◆ PARTS OF THE EXERCISE
1. In the article on climate havens, by what year does the paper led by Camilo Mora predict that unprecedented high temperatures will become the norm worldwide?
2. Using the article on climate havens, explain why Ben Strauss considers the coastal strip from Canada down to the Bay Area probably the best place to be.
3. Carry on the article about climate havens from the point where it stops.

◆ TEXT PASSAGE
=-=-=

Alaskans, stay in Alaska. People in the Midwest and the Pacific Northwest, sit tight.
Scientists trying to predict the consequences of climate change say that they see few havens from the storms, floods and droughts that are sure to intensify over the coming decades. But some regions, they add, will fare much better than others.
Forget most of California and the Southwest (drought, wildfires). Ditto for much of the East Coast and Southeast (heat waves, hurricanes, rising sea levels). Washington, D.C., for example, may well be a flood zone by 2100, according to an estimate released last week.
Instead, consider Anchorage. Or even, perhaps, Detroit.
“If you do not like it hot and do not want to be hit by a hurricane, the options of where to go are very limited,” said Camilo Mora, a geography professor at the University of Hawaii and lead author of a paper published in Nature last year predicting that unprecedented high temperatures will become the norm worldwide by 2047.
“The best place really is Alaska,” he added. “Alaska is going to be the next Florida by the end of the century.”
Under any model of climate change, scientists say, most of the country will look and feel drastically different in 2050, 2100 and beyond, even as cities and states try to adapt and plan ahead. The northern Great Plains states may well be pleasant (if muggy) for future generations, as may many neighboring states. Although few people today are moving long distances to strategize for climate change, some are at least pondering the question of where they would go.
“The answer is the Pacific Northwest, and probably especially west of the Cascades,” said Ben Strauss, vice president for climate impacts and director of the program on sea level rise at Climate Central, a research collaboration of scientists and journalists. “Actually, the strip of coastal land running from Canada down to the Bay Area is probably the best,” he added. “You see a lot less extreme heat; it’s the one place in the West where there’s no real expectation of major water stress, and while sea level will rise there as everywhere, the land rises steeply out of the ocean, so it’s a relatively small factor.”
Clifford E. Mass, a professor of atmospheric science at the University of Washington, writes a popular weather blog in which he predicts that the Pacific Northwest will be “a potential climate refuge” as global warming progresses. A Seattle resident, he foresees that “climate change migrants” will start heading to his city and to Portland, Ore., and surrounding areas.
“The Pacific Ocean is like our natural air conditioning,” Professor Mass said in a telephone interview. “We don’t get humidity like the East Coast does.”
As for the water supply? “Water is important, and we will have it,” Professor Mass declared. “All in all, it’s a pretty benign situation for us — in fact, warming up just a little bit might be a little bit welcome around here.”
Already, he said, Washington State is gearing up to become the next Napa Valley as California’s wine country heats up and dries out.
Continue reading the main story
“People are going crazy putting in vineyards in eastern Washington right now,” he said.
There may be other refuges to the east. Don’t count out the elevated inland cities in the country’s midsection, like Minneapolis, Salt Lake City, Milwaukee and Detroit, said Matthew E. Kahn, a professor of environmental economics at the University of California, Los Angeles.
“I predict we’re going to have millions of people moving to those areas,” he said in a telephone interview.
In his 2010 book “Climatopolis,” Professor Kahn predicts that when things get bad enough in any given location — not just the temperatures and extreme weather, but also the cost of insurance and so forth — people will become “environmental refugees,” fleeing cities like Phoenix, Los Angeles and San Diego. By 2100, he writes, Detroit will be one of the nation’s most desirable cities.

=-=-=

◆ DATA LINES
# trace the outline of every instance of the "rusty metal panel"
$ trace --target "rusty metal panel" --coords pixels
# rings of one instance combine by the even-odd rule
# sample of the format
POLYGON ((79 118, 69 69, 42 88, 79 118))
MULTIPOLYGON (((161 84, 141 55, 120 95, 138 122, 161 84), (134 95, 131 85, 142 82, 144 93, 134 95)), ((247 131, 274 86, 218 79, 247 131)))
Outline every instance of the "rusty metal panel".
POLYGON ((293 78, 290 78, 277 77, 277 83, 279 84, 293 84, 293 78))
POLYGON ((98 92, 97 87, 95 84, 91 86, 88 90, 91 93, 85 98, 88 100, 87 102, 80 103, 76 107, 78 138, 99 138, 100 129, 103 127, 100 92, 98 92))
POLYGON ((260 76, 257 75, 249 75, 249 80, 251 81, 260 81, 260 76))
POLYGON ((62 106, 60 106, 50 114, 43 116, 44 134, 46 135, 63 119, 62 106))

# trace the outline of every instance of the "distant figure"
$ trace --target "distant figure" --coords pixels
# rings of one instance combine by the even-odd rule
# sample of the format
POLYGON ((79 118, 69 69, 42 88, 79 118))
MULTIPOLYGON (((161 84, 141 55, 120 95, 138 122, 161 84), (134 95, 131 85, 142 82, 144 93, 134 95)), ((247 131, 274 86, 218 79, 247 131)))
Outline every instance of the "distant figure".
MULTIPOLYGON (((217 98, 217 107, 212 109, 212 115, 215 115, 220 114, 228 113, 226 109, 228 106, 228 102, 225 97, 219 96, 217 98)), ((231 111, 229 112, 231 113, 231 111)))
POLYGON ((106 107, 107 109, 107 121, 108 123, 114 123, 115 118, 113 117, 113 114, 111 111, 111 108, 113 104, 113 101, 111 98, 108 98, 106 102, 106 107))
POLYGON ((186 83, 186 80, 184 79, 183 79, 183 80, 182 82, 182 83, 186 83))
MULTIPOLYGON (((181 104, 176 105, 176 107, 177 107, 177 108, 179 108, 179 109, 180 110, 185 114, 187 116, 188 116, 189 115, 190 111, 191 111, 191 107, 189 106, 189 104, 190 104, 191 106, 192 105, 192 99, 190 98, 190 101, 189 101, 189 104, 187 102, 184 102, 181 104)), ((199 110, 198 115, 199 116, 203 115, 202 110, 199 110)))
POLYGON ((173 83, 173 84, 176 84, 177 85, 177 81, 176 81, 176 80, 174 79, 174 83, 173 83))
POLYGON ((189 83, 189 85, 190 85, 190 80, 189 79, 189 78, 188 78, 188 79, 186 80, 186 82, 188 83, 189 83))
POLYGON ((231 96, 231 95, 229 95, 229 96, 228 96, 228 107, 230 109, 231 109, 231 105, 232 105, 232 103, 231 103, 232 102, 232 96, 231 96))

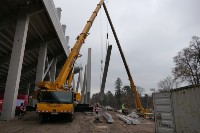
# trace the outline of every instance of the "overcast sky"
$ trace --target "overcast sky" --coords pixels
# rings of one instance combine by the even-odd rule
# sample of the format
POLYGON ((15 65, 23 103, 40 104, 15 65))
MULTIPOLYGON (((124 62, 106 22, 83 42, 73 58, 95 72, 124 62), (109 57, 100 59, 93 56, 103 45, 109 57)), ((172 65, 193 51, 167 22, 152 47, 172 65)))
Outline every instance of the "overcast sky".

=-=-=

◆ REPLIES
1. By 2047.

2. Strauss says the strip sees much less extreme heat and is the one place in the West with no real expectation of major water stress. Sea level will rise there too, but the land rises steeply out of the ocean, so it is a relatively small factor.

3.
That assertion came as a surprise to Rachel Burnside-Saltmarshall, a former president of the Detroit Association of Realtors.
“I haven’t come across that,” Ms. Burnside-Saltmarshall said diplomatically, adding that there were more immediate municipal concerns. “Like crime — tell me when that’s going to go down.”
A report by United Van Lines looking at relocation trends in 2013 found that its customers were moving primarily for economic reasons — a new job, lower costs of living — or quality-of-life considerations that were not climate related, such as public transit or green space. Coincidentally, Oregon — a predicted climate-change winner — topped the list of inbound moves, followed by South Carolina, North Carolina, the District of Columbia and South Dakota. The top states for outbound moves were New Jersey, Illinois, New York, West Virginia and Connecticut.
“What we see is that people are actually moving into harm’s way,” said Thomas C. Peterson, principal scientist for the National Oceanic and Atmospheric Administration’s National Climatic Data Center. “They’re moving from relatively safe places in the Midwest to places along the Florida coast, where the risk has been increasing.”
In May, Miami was named one of the nation’s most vulnerable cities in the National Climate Assessment, the third in a series of federal reports on how global warming will play out across the country. The week the report was released, Miami Beach residents were wading through ankle-deep waters on some of their main thoroughfares.
As sea levels rise in the decades ahead, said Professor Mass of the University of Washington, “if there’s ground zero for where you don’t want to be, Florida is it.” Other particularly vulnerable places are the low-lying cities of the East and Gulf Coasts, he noted.
As for New York City, the nation’s most populous city, Professor Mora at the University of Hawaii projects that 2047 will be the “year of climate change departure” — when weather that seems extraordinarily hot and catastrophic by today’s standards will become the norm.
“The coasts are all going to be facing very hot temperatures,” Professor Mora said. Washington, D.C., will reach its tipping point the same year, under his model; Los Angeles has until 2048; San Francisco, 2049 and Chicago, 2052. Detroit has until 2051, and Anchorage, 2071.
Some climate experts are optimistic that major cities will plan, adapt and ward off catastrophe. “New York has such a concentration of wealth and assets that I expect we will invest to defend the region from sea level rise and flooding, and there’s already movement in that direction,” said Mr. Strauss of Climate Central, a New York City resident.
But even in the places that are expected to come out ahead, the picture does not look entirely rosy.
“Summer in Minnesota is projected to be like the climate is in northern Oklahoma — the trees and the forests there, the crops that farmers plant,” said Dr. Peterson of NOAA, citing the 2009 National Climate Assessment. “You build houses differently in Minnesota versus Oklahoma, you lay railroad tracks differently.”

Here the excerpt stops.